[Start of Attachment]

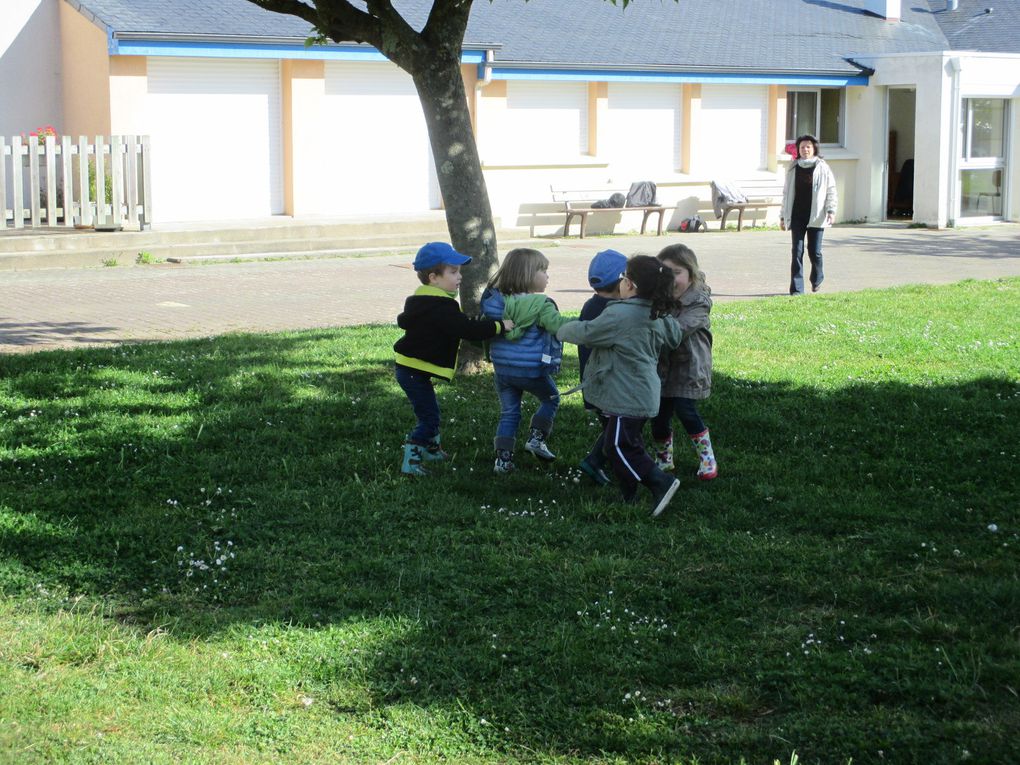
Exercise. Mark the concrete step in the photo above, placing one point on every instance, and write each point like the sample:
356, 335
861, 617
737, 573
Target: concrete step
63, 249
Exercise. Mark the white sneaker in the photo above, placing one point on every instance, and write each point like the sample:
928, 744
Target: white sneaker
537, 446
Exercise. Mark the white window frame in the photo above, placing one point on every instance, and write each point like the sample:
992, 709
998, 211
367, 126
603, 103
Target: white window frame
840, 117
967, 162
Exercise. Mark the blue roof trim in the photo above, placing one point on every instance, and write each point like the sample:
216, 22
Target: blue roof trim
202, 49
609, 75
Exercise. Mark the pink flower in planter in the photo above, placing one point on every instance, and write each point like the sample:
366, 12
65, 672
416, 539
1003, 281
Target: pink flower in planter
42, 133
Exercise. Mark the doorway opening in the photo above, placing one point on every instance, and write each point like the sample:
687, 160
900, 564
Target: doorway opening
902, 118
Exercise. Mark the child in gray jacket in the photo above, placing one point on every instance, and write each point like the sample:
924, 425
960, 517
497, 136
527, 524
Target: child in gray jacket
620, 377
686, 371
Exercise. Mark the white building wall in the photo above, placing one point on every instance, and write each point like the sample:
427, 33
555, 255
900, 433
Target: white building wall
376, 155
731, 133
866, 138
936, 150
30, 66
640, 130
200, 170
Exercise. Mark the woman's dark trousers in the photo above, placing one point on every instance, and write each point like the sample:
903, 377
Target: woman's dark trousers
814, 237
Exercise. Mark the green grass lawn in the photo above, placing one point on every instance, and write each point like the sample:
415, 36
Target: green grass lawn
208, 555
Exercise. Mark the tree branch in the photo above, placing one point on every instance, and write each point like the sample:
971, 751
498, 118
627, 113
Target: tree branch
291, 7
447, 23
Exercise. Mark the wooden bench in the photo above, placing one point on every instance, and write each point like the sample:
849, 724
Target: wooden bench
577, 204
761, 193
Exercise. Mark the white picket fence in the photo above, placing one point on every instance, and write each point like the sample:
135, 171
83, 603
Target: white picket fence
101, 184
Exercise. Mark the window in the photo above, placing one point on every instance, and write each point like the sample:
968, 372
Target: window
982, 133
818, 111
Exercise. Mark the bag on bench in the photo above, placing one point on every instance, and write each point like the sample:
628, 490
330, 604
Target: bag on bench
614, 201
693, 224
642, 194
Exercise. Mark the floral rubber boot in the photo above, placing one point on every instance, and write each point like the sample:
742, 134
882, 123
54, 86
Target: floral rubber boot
708, 468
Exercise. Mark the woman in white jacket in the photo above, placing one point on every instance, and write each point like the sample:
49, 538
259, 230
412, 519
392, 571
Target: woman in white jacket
809, 200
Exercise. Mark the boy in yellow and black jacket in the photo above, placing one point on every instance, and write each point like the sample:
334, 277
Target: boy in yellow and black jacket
434, 325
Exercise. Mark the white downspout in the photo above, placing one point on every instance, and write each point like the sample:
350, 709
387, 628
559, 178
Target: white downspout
953, 209
481, 83
487, 71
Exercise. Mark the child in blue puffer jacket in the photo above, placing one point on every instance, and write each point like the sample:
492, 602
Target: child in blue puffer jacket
526, 357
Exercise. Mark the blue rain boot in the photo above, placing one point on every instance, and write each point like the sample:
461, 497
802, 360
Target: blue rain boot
413, 455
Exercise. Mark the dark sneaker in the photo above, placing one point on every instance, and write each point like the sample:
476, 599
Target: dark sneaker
595, 473
537, 446
504, 461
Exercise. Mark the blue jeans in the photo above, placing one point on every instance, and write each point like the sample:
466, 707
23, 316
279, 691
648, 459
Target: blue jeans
685, 411
511, 390
814, 237
421, 394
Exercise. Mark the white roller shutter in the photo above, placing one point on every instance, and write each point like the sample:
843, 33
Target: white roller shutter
540, 122
215, 129
731, 134
643, 128
377, 156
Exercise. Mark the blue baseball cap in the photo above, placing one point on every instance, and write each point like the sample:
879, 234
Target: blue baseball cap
606, 268
438, 253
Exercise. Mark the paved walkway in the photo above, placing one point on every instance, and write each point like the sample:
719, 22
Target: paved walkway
66, 308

[End of Attachment]

Down to the last line, return the entries above exactly, with no pictures.

### Result
Exercise. Mark the concrete step in the photo above, placing one point on every instance, and write each point like the sample:
356, 335
861, 617
737, 573
Target: concrete step
63, 249
Exercise. Mark the white sneaker in the photo above, placing one point on every instance, and write each point like the sample:
928, 744
Target: white sneaker
537, 446
Exercise. Mark the white window frame in the photo above, placing one point on every instance, and write each point like the sample:
992, 709
998, 211
367, 126
603, 103
Target: white window frame
840, 117
967, 162
Exercise. Mark the blue roof trim in the photo above, placing one point on every instance, and write each point like the sample:
216, 22
Target: blue roof trim
202, 49
609, 75
Exercise. Mark the pink flower in planter in the photo above, placing one point on every instance, and write each point like the sample:
366, 12
65, 672
416, 539
1003, 281
Target: pink flower in planter
42, 133
Exercise. Mark the doorway opening in the photo above, placing one point on every instance, and write each point like the sample:
687, 160
900, 564
Target: doorway opening
902, 118
Exercise. Mark the child in gray jacket in the photo above, placing one point on every instance, and write each point like the sample:
924, 425
960, 517
497, 136
527, 524
Target: child in gray jacket
620, 377
686, 371
Exercise. Mark the white building wall in the photo above, placing one point on every instance, and write each point like the sample:
427, 33
555, 255
900, 433
Target: white building wall
376, 155
731, 133
866, 138
936, 150
30, 66
640, 130
200, 170
Exercise. Mark the woman's dark trousers in the photo above, placing one point on every instance, and write each point like the sample:
903, 377
Target: woman's dark trousers
814, 237
Exercise. Mark the green grass lawn in the photo above, placing one point on every instance, and write each point like the sample:
415, 36
Target: green grass lawn
208, 555
Exercise. Mark the tree branch in the photo above, placing one point on every instance, and write each point like the sample:
971, 751
498, 118
627, 113
Target: tree branch
291, 7
447, 23
Exercise. Mark the wooden bench in the photo above, placing one point on every instance, and write each point like the sample:
849, 724
Target: wooden bench
577, 204
761, 193
Exercise. Mark the white picket fence in the photo above, placing one point on every instance, and write each point like the sample:
135, 171
83, 603
Target: white picket fence
101, 184
Exercise. Mark the window in the photo above, placing one point on every instance, and write each point like the sample:
968, 372
Target: window
982, 133
818, 111
Exercise. Mark the bag on bench in the photo above, placing one point on every instance, and write each point like the sample:
628, 490
330, 604
Target: bag on bench
614, 201
693, 224
642, 194
Exercise. Mark the floral rubber boot in the photo above, placing one point on every instance, and write each point like the sample:
742, 134
882, 123
54, 86
Target: floral rubber boot
708, 468
Exercise. Mark the woman in white jacket in the photo above, placing one point on every instance, and write each point like the sample:
49, 538
259, 230
412, 519
392, 571
Target: woman in white jacket
809, 200
Exercise. Mark the boy in yellow and black jacket in the photo above, placing one point on every instance, and write each point like the sample:
334, 277
Target: boy in yellow and black jacket
434, 325
Exercise. Mark the white downspout in the photo above, placing one point on every instance, and write each point like the sample:
350, 709
387, 628
559, 178
Target: white downspout
953, 209
481, 83
487, 71
Exercise. Mark the child in blue puffer jacket in the photo above, placing one point on every instance, and write each point like the sample:
492, 602
Target: child in blue puffer jacket
526, 357
Exercise. Mark the blue rain boot in the photo above, placing one point on every instance, and write each point like the sample:
461, 497
802, 360
Target: blue rain boot
413, 455
Exercise. Mark the dark sneaker in the photo above, placing one point on every instance, and write each point like the sample:
476, 599
Target: dark sneaker
595, 473
537, 446
504, 461
Exercise. Mark the blue jeans in the photo above, placing one point on every instance, and write each point like the sample:
466, 707
23, 316
279, 691
648, 459
Target: blue jeans
685, 411
511, 390
814, 237
421, 394
Exercise. Mark the white roller shutter in the photo above, placing one point on every instance, and write each point like the sample:
843, 33
Target: white roller shutter
540, 122
215, 129
731, 134
643, 128
377, 156
Exercise. Mark the blue baseball cap in the photo above, placing one point on every instance, and write each point like the sample:
879, 234
Target: blue baseball cap
606, 268
438, 253
Exercise. Mark the paved walkway in the photo above, placing one point on every instance, and write each point like the sample:
719, 22
Target: paved walkway
66, 308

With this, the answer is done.